(WHAT IS BEING ASKED) All the entries need to be duplicated exactly, with the pictures omitted.

(Excerpts from a dataset)
·····
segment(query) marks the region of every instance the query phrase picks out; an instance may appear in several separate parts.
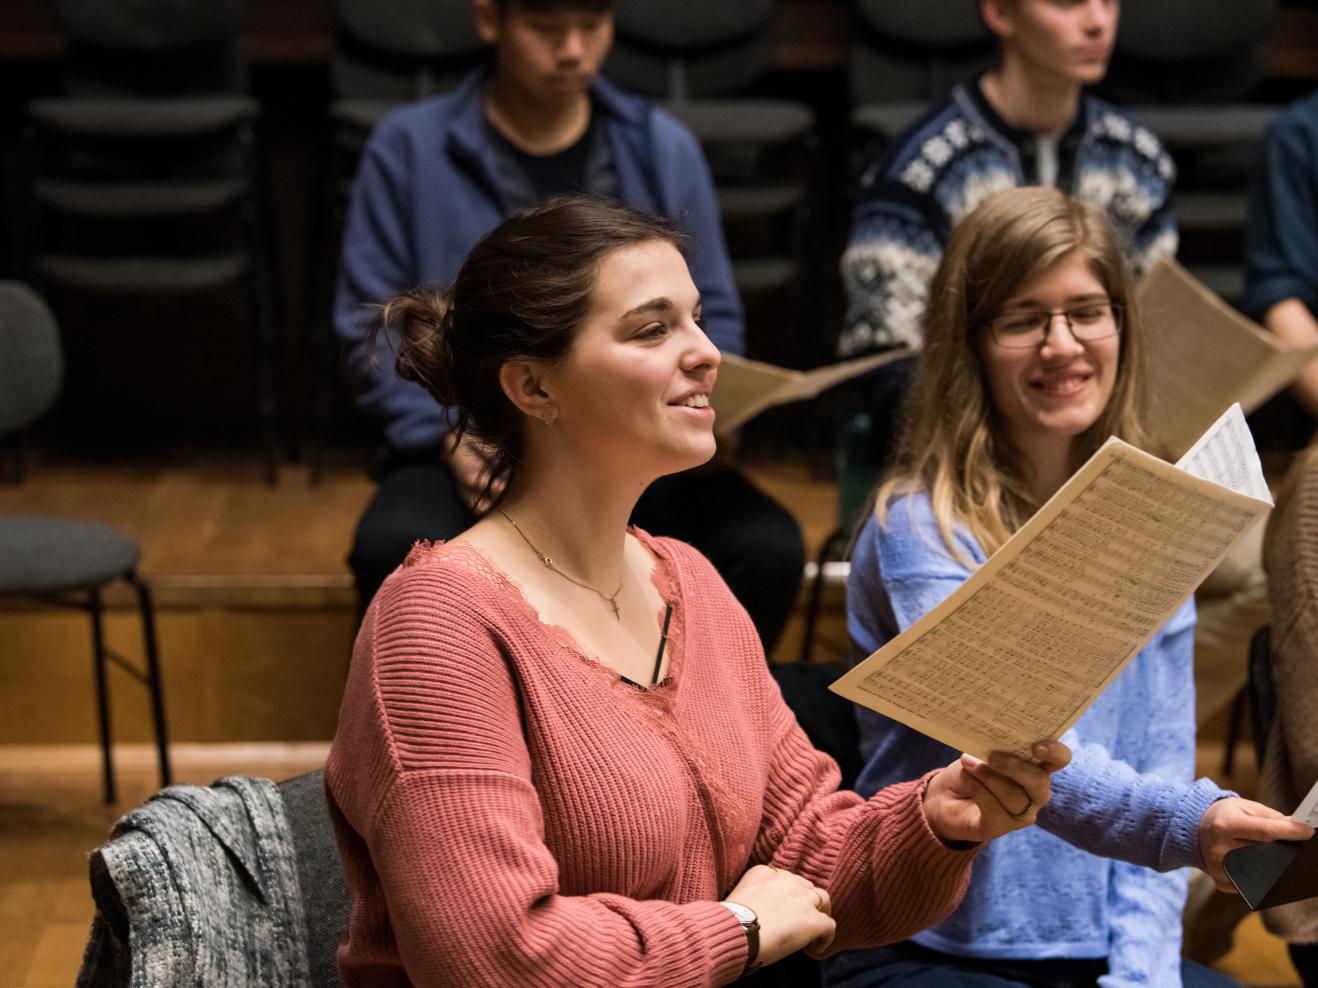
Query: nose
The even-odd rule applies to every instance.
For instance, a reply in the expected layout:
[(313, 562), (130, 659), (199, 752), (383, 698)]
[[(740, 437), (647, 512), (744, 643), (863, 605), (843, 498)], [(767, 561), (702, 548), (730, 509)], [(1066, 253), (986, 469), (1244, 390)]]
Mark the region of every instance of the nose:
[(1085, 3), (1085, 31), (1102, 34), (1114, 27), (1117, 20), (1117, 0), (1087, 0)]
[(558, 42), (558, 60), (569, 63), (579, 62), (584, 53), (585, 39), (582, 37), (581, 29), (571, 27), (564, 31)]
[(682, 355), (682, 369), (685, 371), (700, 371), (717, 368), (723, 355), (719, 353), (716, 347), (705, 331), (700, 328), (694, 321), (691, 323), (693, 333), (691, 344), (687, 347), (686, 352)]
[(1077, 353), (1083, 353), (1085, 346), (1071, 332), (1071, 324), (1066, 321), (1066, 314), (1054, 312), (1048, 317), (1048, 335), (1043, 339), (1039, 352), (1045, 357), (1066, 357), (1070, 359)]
·····
(EXERCISE RESPONSE)
segment(query) marks the region of every instance the query phrase picks out; an instance may appear in several separate parts.
Query: nose
The even-odd rule applies to every instance.
For instance, a reply in the expected layout:
[(313, 562), (130, 659), (199, 752), (383, 698)]
[[(740, 437), (647, 512), (744, 643), (863, 605), (843, 498)], [(767, 561), (702, 548), (730, 509)], [(1066, 253), (986, 469), (1244, 390)]]
Mark the region of every instance of the nose:
[(1085, 3), (1085, 31), (1102, 34), (1114, 27), (1117, 20), (1117, 0), (1087, 0)]
[(558, 42), (558, 60), (569, 63), (579, 62), (584, 53), (585, 39), (582, 37), (581, 29), (571, 27), (564, 31)]
[(682, 355), (682, 369), (685, 371), (700, 371), (717, 368), (723, 355), (719, 353), (716, 347), (705, 331), (700, 328), (694, 321), (691, 323), (693, 333), (691, 344), (687, 347), (686, 352)]
[(1077, 353), (1083, 353), (1085, 346), (1071, 332), (1071, 324), (1066, 321), (1066, 314), (1054, 312), (1048, 317), (1048, 335), (1043, 339), (1039, 352), (1045, 357), (1066, 357), (1070, 359)]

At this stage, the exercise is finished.